TASKS:
1. In the post about YC, why does the author believe the marketing idea discussed in the interview was stolen? Answer in one to three sentences.
2. State whether each statement agrees with the post about YC. Answer yes or no, and quote the deciding words exactly. (a) The author's YC interview took place in 2021. (b) YC accepted the author after the interview. (c) According to the post, Vinod Khosla said many investors bring negative value to the companies they invest in.
3. From the post about YC, reproduce the passage from "2. It's just" to "they invest it." word for word.

1. People will steal some of your good ideas. I interviewed with YC back in 2021 where I discussed some unique marketing strategy that had not yet been done in my space. Very suspiciously, I was rejected, yet some large YC companies working in adjacent spaces immediately started implementing that exact specific idea over the next few months. It's possible that was a coincidence, but the timing was very suspect, especially since I was explicitly told during the interview "you have good ideas, but a large team could do this better". And so I'm pretty sure they stole my ideas and gave them to larger teams on the YC portfolio. Beware!
2. It's just a massive distraction if you can actually go it alone. Sam Altman famously said earlier this year, it's only a matter of time before there is a billion dollar company run by a single person with AI. I used to say that back in 2021 even before ChatGPT was released. For many types of SaaS companies which could effectively just be a single person, there is no need for funding, networking, or anything else except writing code and talking to customers. Everything else is just a distraction. YC advice is free on the internet. Vinod Khosla said many investors bring negative value to the companies they invest it.

INFORMATION SHOWN:

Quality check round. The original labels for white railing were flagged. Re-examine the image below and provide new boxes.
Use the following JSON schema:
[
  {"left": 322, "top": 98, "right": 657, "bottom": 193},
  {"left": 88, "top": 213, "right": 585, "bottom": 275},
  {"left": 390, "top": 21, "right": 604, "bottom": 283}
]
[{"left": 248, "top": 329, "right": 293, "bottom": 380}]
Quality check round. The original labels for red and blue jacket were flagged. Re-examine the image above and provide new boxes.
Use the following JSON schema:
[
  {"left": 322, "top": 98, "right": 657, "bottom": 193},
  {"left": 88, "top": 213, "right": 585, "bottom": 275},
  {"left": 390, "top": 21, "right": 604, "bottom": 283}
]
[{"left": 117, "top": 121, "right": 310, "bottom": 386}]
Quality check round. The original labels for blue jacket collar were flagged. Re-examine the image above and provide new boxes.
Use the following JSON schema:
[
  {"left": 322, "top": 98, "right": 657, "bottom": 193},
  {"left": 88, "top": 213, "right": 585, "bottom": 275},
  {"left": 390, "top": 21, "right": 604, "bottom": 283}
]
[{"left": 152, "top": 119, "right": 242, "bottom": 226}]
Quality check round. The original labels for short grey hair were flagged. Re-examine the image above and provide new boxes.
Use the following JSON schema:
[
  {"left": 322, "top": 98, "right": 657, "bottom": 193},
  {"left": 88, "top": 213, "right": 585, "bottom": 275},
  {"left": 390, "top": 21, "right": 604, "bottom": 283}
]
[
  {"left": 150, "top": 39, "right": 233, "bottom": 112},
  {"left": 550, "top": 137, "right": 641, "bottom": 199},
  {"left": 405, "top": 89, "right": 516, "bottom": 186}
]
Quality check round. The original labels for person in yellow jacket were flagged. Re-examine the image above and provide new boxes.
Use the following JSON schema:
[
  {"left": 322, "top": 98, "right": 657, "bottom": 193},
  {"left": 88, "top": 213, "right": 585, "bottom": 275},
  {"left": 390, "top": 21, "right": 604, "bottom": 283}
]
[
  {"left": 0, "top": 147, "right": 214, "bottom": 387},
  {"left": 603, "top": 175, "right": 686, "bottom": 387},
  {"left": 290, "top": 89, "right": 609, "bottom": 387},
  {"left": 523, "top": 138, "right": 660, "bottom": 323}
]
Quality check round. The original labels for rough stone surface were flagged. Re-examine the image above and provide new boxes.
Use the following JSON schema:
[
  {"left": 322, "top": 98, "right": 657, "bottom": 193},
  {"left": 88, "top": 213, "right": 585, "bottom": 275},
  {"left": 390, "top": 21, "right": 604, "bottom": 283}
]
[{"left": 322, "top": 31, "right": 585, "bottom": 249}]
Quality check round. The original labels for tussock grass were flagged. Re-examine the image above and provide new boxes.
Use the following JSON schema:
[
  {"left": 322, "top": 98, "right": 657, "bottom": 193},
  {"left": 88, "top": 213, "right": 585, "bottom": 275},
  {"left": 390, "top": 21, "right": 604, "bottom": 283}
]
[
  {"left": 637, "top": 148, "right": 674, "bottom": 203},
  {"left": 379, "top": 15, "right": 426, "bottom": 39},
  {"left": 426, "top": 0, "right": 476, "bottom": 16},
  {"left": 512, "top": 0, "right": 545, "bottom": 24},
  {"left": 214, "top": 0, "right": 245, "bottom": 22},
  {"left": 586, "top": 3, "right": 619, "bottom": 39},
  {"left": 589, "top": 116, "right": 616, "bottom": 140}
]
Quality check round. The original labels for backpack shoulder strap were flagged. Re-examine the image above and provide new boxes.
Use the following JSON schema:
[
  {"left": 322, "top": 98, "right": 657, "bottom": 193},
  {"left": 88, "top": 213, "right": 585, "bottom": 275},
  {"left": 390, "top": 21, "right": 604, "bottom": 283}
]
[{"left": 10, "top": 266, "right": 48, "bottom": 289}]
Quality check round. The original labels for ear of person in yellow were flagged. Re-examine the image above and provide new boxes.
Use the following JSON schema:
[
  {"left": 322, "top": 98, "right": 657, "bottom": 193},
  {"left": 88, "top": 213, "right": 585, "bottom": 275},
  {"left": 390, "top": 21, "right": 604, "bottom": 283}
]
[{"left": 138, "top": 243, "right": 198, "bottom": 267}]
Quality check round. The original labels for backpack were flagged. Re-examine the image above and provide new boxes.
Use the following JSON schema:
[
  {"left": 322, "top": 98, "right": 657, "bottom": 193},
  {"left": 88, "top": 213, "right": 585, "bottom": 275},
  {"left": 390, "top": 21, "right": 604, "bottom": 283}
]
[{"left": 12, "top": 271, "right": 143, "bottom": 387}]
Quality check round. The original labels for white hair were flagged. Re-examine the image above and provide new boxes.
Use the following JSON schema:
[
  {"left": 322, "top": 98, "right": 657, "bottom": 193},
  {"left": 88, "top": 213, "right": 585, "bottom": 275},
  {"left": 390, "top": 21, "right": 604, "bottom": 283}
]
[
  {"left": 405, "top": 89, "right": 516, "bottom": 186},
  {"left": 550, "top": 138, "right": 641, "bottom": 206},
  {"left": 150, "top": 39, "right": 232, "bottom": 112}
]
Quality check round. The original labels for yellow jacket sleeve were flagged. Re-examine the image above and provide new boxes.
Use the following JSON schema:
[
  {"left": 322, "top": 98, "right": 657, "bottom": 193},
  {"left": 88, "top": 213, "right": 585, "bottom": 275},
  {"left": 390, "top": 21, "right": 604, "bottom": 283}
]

EXERCISE SOLUTIONS:
1. After the author was rejected, large YC companies working in adjacent spaces began implementing that exact idea within the next few months. The timing seemed suspect, especially because the author had been told during the interview, "you have good ideas, but a large team could do this better."

2.
(a) Yes: "I interviewed with YC back in 2021"
(b) No: "Very suspiciously, I was rejected"
(c) Yes: "Vinod Khosla said many investors bring negative value to the companies they invest it."

3.
2. It's just a massive distraction if you can actually go it alone. Sam Altman famously said earlier this year, it's only a matter of time before there is a billion dollar company run by a single person with AI. I used to say that back in 2021 even before ChatGPT was released. For many types of SaaS companies which could effectively just be a single person, there is no need for funding, networking, or anything else except writing code and talking to customers. Everything else is just a distraction. YC advice is free on the internet. Vinod Khosla said many investors bring negative value to the companies they invest it.